Tasks and exercises:
- 1) Print the passage of the poker watch post starting with "Question of the" and going on through "hand. Huh? Jump.", word for word.
- 2) Write a continuation of the poker watch post, picking up after its final sentence; keep it distinct from the records that follow.

Excerpt to read:
+===+

Question of the Day: Do You Buy Specialty Clothing?

Jonny Lieberman
by Jonny Lieberman

One of the best hands in No Limit Texas Hold-em: pocket kings. Cowboys. It’s a real monster. However, it’s quite vulnerable to middling hands such as Ace-Six offsuit. So the thing to do is to raise– and raise big. That way, you charge your opponents to see a flop. However, if you raise big every time you have a good starting hand, your tactic will become quite obvious to everyone seated at your table. They’ll just fold because a large raise from you means aces or kings. Not a very profitable habit, long term. How to combat this? Variance. While two kings are vulnerable, they aren’t that vulnerable. Maybe 20 percent of the time you want to just check your monster and limp in. Here’s the problem: how do you know when 20 percent of the time is? Solution: a watch with a sweeping second hand. Huh? Jump.


This particular trick is from “Action” Dan Harrington’s excellent series of poker books. Your brain just isn’t set up to allow for true, deceptive variance. So, let a machine do it! Meaning that every time you get dealt two kings, glance at your watch. If the second hand is between 48 and 60, that’s 20 percent. Limp. My problem is, I’m part of the cell phone gap generation. We don’t wear watches. Meaning I had to buy a piece of “specialty” paraphernalia. Now, I could’ve skipped down to the liquor store and bought a $7 watch with a second hand. But I’m weird. So instead I opted to see what my friendly neighborhood pawn shop had to offer. Hey, times are tough; let’s make someone else’s loss my slick, profitable gain. But, rather than make what you might call a “smart” decision, I bought a Soviet submariner’s watch. You should see it. Beautiful blue face with a big red commie star at high noon. Cute little white submarine above the symbol for the Russian Navy. And of course the all important CCCP down on the bottom. Hey, if I’m going to seriously pursue one of the most grossly capitalist endeavors there is, why not hedge it a bit? Tongue and cheek, to be sure, but this is one slick looking time piece.

+===+

Data rows:
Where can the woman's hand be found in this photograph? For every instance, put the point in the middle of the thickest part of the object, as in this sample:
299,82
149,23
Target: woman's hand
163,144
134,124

+===+

Outputs for the tasks:
- 1)
Question of the Day: Do You Buy Specialty Clothing?

Jonny Lieberman
by Jonny Lieberman

One of the best hands in No Limit Texas Hold-em: pocket kings. Cowboys. It’s a real monster. However, it’s quite vulnerable to middling hands such as Ace-Six offsuit. So the thing to do is to raise– and raise big. That way, you charge your opponents to see a flop. However, if you raise big every time you have a good starting hand, your tactic will become quite obvious to everyone seated at your table. They’ll just fold because a large raise from you means aces or kings. Not a very profitable habit, long term. How to combat this? Variance. While two kings are vulnerable, they aren’t that vulnerable. Maybe 20 percent of the time you want to just check your monster and limp in. Here’s the problem: how do you know when 20 percent of the time is? Solution: a watch with a sweeping second hand. Huh? Jump.

- 2)
Of course, the point of the watch is that the second hand would sweep around and this would make me a trickier, more deceptive (and richer!) poker player. I guess I didn’t think hard enough about the “Made in USSR” part engraved on the rear. Just 22 hours after I talked the guy down from $76 plus tax to $60 out the door, the watch stopped working. I was pissed off, so I banged it against my desk. Suddenly the second hand began sweeping. Yup, that’s right– just like the Mir space station in Michael Bay’s Armageddon, a few good whacks gets the gears going again. I believe this is known as the “Brezhnev Method.” What on earth does any of this have to do with cars? Well let me tell you.

As you know, I do a lot of driving. My own car is a manual. Most of the press cars I request are manuals. I’ve become pretty good at heel-&-toe (where you mash the brake and the gas at the same time with your right foot while downshifting). Obviously, big clunky shoes don’t cut it. Sometimes you miss the throttle all together– or worse– get your foot caught under a pedal. Not only embarrassing (if you have a passenger) but dangerous, too. Lightweight, thin shoes are par for this particular course. Of course, any time you get into specialty anything, you’re talking $$$. Not that I’m a cheapskate, but wandering around in driving shoes kinda brands a big “dork” on your forehead. So what did the ever-so-creative consumer (me) do when he realized his cross-trainers were the wrong tool for the job? Wrestling shoes! Brilliant, right? Only $40 at any sporting goods store and I could wear ’em to the gym. Perfect. I’m so smart, etc.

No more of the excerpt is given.